Pick out each line in the items below that contains the word "butterfly" and copy it. Case counts.

Named-object pointing items:
########
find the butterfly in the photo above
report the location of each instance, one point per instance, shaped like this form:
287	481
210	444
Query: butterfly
########
- Result
find the butterfly in the photo above
Query: butterfly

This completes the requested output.